[Supplied records]:
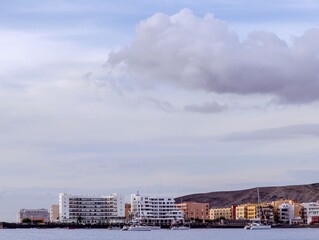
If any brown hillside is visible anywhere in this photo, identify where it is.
[175,183,319,207]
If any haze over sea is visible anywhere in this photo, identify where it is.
[0,228,319,240]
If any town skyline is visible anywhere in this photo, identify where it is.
[0,0,319,221]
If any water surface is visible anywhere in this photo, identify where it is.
[0,228,319,240]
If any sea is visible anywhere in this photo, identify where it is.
[0,228,319,240]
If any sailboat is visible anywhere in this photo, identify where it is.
[244,188,271,230]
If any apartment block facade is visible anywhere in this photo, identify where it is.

[Goal of the exercise]: Could you give all the items above again with every "photo" replaced by "image", keeping everything else unchanged and leaving out the pictures?

[Answer to this exercise]:
If any brown hillside is visible anywhere in this image, identify where it is.
[175,183,319,207]
If any haze over sea is visible anywhere in this image, identify where it is.
[0,228,319,240]
If any town skyline is visible anywhere in this image, identify where it is.
[0,0,319,221]
If any water surface is visible anywhere in this image, identify where it is.
[0,228,319,240]
If any sea is visible anywhere in this image, identify where it is.
[0,228,319,240]
If any sailboat is visible anywhere in this image, identify where it is.
[244,188,271,230]
If any apartment block facade is visible anywhere in this image, identify where it is.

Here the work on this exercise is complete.